Object pointing dataset items
============

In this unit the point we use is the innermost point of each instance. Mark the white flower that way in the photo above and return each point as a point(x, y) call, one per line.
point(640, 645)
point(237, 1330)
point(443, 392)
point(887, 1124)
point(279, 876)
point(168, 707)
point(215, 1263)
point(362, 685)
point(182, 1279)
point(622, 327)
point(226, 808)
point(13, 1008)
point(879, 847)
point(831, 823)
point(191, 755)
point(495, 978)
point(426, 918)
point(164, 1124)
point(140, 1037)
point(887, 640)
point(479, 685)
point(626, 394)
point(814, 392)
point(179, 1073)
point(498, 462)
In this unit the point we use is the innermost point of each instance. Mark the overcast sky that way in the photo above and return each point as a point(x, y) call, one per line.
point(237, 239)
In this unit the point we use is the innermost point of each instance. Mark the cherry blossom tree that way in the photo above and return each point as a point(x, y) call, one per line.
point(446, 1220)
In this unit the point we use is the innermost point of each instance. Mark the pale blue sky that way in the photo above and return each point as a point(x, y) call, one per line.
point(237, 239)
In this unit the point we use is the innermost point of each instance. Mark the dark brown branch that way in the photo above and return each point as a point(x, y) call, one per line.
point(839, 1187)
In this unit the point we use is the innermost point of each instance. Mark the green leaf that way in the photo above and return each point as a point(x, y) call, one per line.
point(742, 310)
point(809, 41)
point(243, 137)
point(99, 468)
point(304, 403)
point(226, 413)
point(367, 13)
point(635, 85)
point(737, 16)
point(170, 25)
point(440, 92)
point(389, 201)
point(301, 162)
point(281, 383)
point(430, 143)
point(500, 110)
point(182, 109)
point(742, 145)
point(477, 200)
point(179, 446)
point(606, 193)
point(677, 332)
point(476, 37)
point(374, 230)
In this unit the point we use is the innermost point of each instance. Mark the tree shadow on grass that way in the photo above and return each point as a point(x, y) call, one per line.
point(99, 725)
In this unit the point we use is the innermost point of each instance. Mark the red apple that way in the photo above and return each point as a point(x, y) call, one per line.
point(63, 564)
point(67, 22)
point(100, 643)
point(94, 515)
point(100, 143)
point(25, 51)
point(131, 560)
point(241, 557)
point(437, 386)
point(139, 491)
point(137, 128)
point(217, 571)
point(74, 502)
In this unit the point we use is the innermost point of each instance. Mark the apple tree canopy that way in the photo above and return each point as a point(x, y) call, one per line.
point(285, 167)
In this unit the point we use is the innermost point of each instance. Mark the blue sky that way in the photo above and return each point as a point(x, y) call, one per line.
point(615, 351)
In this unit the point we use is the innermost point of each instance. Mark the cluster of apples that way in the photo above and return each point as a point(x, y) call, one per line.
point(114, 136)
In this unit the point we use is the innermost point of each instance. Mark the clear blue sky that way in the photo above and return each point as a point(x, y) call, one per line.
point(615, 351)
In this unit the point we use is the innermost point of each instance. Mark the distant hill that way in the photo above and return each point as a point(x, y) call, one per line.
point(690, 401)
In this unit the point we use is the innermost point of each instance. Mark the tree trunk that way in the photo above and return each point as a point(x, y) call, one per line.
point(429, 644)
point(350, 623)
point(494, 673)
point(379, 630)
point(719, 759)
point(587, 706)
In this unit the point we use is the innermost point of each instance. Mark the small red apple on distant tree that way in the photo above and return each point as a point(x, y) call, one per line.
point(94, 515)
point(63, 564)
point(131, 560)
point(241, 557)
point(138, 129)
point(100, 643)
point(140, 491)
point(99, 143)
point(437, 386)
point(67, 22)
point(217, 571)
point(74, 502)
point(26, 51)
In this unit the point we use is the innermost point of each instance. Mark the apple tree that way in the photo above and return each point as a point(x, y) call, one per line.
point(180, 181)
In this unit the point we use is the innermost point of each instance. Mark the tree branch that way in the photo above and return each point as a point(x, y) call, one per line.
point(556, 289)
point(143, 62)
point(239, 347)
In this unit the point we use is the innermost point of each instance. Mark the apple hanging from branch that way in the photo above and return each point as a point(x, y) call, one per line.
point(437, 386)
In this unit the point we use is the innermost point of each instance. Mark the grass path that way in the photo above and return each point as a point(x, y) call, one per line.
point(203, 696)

============

* What to work on *
Please render the items above, from their start through the line containing "point(498, 462)", as a JSON list of strings with one string per line, including both ends and leaving out blank lines.

* Solution to this problem *
[
  "In this unit the point we use is the innermost point of each instance. Mark the white flower that way in the photo above and return each point as a point(x, y) call, one per line.",
  "point(640, 645)",
  "point(237, 1330)",
  "point(443, 392)",
  "point(887, 1124)",
  "point(279, 876)",
  "point(168, 707)",
  "point(215, 1263)",
  "point(362, 685)",
  "point(182, 1279)",
  "point(622, 327)",
  "point(226, 808)",
  "point(13, 1008)",
  "point(879, 847)",
  "point(831, 823)",
  "point(191, 755)",
  "point(495, 978)",
  "point(426, 918)",
  "point(164, 1124)",
  "point(140, 1037)",
  "point(887, 640)",
  "point(479, 685)",
  "point(626, 394)",
  "point(814, 392)",
  "point(179, 1073)",
  "point(498, 462)"
]